__Study text__
........

Change seems to be in the air. Ant & Dec are out at Morrisons, while liver, e-fags and protein powder have muscled their way into the nation’s inflation-monitoring shopping basket. I was trying to imagine the unlikely scenario of someone vaping while chewing their way through a protein powdered liver lunch when I walk in on Karoline (with a K), doing exactly that at her desk. “I’m communing with the common man,” she barks, digging into some sweet potato and melon, while spraying flecks of liver on to the document in front of her. “I’m being empathetic, but it tastes disgusting. Do real people live like this?”
K has a fairly tenuous grip on the real world, living, like most PRs who are any good, in a London bubble of expensive personal grooming services, premium booze and pop-up restaurants/boutiques/galleries. She probably doesn’t realise that out in the provinces people are still wolfing down gammon joints (also new in the basket), possibly decorated with pineapple rings. And we are also, as a nation, single-handedly destroying the Amazon rainforest by eating enormous quantities of corned beef. Actually, this is the patently nonsensical claim of the hitherto unknown Dutch-based forestry pressure group Fern. Nobody in the UK has eaten any corned beef for about 20 years.

........

__Listed records__

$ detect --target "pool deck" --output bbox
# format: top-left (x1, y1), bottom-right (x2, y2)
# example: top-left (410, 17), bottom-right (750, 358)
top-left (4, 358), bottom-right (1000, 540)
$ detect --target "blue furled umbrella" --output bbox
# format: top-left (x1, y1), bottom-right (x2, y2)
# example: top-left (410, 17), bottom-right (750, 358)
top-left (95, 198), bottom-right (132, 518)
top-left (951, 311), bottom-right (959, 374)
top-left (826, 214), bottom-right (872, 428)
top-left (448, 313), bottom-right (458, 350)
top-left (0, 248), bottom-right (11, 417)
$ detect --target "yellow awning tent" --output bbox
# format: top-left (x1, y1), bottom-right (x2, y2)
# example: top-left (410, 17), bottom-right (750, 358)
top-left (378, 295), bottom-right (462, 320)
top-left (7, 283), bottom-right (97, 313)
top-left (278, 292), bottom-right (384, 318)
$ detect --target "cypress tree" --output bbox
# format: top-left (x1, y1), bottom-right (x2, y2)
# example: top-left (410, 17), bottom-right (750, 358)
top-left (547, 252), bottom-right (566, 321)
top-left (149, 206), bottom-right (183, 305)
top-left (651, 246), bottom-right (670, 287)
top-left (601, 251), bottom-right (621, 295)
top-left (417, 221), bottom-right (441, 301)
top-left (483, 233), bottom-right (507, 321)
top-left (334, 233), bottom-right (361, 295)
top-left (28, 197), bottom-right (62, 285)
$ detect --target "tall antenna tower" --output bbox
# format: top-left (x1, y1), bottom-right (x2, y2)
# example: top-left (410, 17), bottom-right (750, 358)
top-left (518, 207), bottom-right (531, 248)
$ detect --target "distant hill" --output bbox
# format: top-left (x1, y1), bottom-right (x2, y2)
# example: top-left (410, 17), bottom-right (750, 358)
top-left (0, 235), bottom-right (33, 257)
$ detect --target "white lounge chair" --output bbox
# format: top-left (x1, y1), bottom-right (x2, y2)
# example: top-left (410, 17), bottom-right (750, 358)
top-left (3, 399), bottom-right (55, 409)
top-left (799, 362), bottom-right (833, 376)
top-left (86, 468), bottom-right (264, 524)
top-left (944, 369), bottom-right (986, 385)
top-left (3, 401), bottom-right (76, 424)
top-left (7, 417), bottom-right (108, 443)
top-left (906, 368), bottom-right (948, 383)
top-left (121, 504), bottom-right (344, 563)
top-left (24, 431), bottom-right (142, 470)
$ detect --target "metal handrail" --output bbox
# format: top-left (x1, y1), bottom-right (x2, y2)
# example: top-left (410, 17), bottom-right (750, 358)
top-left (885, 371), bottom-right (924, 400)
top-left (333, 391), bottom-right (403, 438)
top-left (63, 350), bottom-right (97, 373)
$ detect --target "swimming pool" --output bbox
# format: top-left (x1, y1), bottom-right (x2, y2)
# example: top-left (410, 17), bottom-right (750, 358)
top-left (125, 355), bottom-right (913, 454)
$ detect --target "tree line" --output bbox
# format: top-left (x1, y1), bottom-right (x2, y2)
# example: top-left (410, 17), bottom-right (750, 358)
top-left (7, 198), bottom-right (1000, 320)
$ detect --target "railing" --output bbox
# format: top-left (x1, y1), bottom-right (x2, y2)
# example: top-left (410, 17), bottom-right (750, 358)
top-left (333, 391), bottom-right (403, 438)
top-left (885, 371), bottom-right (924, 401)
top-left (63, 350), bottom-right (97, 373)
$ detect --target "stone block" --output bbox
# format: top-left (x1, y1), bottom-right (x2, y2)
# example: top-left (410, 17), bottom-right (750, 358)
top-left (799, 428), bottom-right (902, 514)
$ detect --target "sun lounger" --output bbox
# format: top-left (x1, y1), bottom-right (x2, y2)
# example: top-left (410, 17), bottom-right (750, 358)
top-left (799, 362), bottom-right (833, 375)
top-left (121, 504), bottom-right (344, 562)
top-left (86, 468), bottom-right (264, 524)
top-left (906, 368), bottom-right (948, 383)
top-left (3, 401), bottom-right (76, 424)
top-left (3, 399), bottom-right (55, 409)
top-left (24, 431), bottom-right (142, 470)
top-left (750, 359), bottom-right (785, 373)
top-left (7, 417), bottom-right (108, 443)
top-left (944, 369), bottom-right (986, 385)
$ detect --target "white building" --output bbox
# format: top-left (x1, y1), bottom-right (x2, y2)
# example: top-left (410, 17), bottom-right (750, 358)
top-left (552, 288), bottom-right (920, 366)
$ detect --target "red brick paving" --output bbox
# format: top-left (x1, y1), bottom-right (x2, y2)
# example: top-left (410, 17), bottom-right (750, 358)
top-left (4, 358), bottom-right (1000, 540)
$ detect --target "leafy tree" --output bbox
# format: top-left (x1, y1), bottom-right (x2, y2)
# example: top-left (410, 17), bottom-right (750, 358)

........

Reproduce word for word the passage of the inflation-basket column that opens with the words containing "K has a fairly" and closes with "about 20 years.".

K has a fairly tenuous grip on the real world, living, like most PRs who are any good, in a London bubble of expensive personal grooming services, premium booze and pop-up restaurants/boutiques/galleries. She probably doesn’t realise that out in the provinces people are still wolfing down gammon joints (also new in the basket), possibly decorated with pineapple rings. And we are also, as a nation, single-handedly destroying the Amazon rainforest by eating enormous quantities of corned beef. Actually, this is the patently nonsensical claim of the hitherto unknown Dutch-based forestry pressure group Fern. Nobody in the UK has eaten any corned beef for about 20 years.